§ PROBLEM TO WORK ON
Reproduce word for word the part of the text about LELO starting at "In 2002, industrial" and ending at "and the US.".

§ EXTRACT
____________________
LELO (LELOi AB) is a Swedish company that designs, develops and manufactures upmarket sex toys and massage products. Sold in over 50 international markets, LELO is headquartered in Stockholm, Sweden with other offices in Melbourne, San Jose, and Shanghai. LELO currently sells one of the most expensive vibrators in the world, a 24-karat gold plated vibrator that costs $15,000 USD.

History 

In 2002, industrial designers Eric Kalén and Carl Magnuson, and engineer Filip Sedic founded LELO. In September 2003, the three registered LELO LLC. Having employed just 10 people in its Stockholm headquarters in their founding year, LELO presently has over 600 employees with offices in Asia, Australia, Europe, and the US.

Operations

Design 
LELO has taken an approach to the design and manufacture of sex toys, utilizing designs that are non-representational of the sexual anatomy of the human body, a style that is now widely adopted across the sex toy industry. The company has been recognized for pioneering creations in the adult industry, including the first couples' toys with motion controller functions from their SenseMotion line, as well as the first sex toys to employ tactile sensing, the Smart Wands.
____________________
§ GIVEN ENTRIES
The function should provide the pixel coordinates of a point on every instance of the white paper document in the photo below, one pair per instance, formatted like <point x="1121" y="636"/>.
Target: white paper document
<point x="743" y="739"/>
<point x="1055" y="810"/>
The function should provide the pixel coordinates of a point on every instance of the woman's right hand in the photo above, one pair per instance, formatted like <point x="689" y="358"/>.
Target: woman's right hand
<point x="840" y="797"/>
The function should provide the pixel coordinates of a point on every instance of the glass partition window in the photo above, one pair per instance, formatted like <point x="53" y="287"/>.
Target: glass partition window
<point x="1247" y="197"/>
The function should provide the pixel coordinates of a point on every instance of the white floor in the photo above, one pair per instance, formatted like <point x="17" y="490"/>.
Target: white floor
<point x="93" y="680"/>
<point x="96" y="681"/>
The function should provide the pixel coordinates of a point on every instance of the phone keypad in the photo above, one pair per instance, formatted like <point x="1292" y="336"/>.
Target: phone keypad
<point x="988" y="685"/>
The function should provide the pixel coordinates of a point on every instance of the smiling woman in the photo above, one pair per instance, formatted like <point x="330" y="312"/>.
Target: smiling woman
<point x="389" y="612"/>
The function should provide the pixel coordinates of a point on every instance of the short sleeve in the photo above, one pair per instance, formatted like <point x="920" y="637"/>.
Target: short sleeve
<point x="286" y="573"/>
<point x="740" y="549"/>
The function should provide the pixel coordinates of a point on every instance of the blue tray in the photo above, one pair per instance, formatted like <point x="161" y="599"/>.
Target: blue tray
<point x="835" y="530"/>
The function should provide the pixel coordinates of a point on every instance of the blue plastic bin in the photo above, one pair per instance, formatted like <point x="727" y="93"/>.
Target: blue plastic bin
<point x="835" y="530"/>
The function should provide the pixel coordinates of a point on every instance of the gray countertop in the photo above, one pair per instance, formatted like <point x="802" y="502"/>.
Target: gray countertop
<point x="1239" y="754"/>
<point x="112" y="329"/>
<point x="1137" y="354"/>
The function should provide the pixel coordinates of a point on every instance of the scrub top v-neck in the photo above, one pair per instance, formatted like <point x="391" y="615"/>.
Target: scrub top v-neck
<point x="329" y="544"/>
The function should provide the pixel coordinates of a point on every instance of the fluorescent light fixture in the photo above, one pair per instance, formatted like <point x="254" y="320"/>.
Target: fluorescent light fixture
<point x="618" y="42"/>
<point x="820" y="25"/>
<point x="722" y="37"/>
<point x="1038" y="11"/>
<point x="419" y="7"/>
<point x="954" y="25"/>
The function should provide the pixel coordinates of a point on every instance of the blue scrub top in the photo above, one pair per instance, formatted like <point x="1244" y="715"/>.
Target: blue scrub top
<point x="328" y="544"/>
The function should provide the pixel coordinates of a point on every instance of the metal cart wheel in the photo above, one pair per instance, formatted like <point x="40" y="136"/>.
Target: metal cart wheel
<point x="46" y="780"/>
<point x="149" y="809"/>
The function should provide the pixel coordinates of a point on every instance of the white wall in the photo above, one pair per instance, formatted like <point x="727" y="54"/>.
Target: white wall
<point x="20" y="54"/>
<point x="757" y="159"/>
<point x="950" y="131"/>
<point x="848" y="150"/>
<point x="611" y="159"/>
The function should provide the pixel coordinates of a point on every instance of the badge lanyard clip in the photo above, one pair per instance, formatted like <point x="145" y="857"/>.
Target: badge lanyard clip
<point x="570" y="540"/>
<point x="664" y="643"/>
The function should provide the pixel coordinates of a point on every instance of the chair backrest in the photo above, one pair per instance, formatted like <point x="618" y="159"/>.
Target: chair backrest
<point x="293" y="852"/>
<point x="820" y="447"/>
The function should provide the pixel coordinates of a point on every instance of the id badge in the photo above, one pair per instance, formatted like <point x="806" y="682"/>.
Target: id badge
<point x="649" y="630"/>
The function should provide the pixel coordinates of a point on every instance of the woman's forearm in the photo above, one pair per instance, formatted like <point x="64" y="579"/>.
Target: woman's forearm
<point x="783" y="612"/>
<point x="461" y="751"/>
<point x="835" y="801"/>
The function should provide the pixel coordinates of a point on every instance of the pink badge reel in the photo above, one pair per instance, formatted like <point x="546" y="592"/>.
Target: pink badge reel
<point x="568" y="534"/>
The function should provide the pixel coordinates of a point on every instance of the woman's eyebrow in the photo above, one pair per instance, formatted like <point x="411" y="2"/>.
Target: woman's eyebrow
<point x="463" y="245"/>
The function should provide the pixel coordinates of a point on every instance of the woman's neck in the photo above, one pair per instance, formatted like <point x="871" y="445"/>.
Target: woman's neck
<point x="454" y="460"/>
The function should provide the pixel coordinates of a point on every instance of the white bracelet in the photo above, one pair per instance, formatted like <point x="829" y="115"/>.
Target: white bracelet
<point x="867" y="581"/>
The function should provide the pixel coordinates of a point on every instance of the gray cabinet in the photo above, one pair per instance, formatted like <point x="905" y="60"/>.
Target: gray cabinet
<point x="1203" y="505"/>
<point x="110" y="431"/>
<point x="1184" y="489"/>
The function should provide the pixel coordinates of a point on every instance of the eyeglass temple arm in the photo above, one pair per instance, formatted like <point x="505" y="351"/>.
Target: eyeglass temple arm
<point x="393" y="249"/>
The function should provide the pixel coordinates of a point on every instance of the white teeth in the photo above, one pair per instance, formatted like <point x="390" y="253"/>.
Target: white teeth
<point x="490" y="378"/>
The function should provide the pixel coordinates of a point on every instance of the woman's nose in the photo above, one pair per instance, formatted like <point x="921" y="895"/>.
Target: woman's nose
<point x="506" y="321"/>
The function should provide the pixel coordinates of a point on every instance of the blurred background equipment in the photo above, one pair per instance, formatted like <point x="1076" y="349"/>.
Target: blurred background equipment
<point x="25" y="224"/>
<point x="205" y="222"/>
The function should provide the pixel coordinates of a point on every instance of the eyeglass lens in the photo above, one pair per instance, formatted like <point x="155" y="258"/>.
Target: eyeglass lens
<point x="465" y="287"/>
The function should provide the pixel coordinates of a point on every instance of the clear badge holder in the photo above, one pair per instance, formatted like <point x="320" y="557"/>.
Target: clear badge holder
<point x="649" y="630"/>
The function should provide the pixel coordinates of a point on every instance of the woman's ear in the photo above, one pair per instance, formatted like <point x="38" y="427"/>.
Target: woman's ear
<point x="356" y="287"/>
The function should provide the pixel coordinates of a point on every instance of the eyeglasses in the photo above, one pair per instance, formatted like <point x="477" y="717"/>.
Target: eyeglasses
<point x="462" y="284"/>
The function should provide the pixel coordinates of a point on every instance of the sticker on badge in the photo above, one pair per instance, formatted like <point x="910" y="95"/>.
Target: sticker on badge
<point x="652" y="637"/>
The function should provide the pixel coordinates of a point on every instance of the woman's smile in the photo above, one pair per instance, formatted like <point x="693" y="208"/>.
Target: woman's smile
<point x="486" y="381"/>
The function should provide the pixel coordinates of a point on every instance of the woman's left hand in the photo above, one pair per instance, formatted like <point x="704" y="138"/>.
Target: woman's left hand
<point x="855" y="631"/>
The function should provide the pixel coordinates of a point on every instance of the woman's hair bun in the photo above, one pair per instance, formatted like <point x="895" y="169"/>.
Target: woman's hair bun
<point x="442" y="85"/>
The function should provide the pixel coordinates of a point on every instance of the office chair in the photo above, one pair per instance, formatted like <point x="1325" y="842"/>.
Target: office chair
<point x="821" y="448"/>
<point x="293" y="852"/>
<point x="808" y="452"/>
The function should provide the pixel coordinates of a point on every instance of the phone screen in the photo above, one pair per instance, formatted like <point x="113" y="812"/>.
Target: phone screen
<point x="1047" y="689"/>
____________________
§ SOLUTION
In 2002, industrial designers Eric Kalén and Carl Magnuson, and engineer Filip Sedic founded LELO. In September 2003, the three registered LELO LLC. Having employed just 10 people in its Stockholm headquarters in their founding year, LELO presently has over 600 employees with offices in Asia, Australia, Europe, and the US.